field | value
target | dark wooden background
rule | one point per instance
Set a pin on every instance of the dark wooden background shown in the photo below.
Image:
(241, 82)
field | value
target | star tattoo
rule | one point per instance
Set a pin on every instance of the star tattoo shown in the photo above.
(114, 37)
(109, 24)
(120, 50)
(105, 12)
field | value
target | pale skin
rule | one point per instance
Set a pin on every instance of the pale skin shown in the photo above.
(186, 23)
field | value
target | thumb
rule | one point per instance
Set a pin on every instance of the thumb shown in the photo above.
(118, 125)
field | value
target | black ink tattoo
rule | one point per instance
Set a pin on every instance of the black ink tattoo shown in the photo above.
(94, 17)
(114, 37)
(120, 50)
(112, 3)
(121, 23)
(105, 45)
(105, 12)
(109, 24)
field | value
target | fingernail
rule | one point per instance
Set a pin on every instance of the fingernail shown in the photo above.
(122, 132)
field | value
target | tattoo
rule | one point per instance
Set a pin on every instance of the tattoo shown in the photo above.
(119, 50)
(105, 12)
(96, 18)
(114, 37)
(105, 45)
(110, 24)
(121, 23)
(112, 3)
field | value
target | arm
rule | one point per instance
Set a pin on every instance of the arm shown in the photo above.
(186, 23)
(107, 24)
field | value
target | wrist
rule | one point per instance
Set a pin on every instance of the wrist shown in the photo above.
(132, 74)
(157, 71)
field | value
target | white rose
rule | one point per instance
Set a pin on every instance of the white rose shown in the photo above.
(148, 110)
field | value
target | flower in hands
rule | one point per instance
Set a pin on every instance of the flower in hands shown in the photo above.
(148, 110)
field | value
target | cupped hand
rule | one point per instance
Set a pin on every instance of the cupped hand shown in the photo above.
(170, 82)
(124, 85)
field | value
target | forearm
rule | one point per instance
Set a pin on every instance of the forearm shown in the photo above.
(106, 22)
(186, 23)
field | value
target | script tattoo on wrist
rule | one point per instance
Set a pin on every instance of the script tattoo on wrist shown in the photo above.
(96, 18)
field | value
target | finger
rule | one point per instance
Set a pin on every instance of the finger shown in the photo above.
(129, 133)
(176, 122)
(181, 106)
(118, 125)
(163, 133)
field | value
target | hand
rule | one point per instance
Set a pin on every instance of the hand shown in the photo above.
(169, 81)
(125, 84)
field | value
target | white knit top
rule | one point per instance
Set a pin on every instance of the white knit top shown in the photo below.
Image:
##############################
▸ Your instructions:
When a line of the records has the word "wooden", pick it out and copy it.

▸ Task solution:
target | dark wooden background
Set a pin on every instance of the dark wooden background shown in the photo below.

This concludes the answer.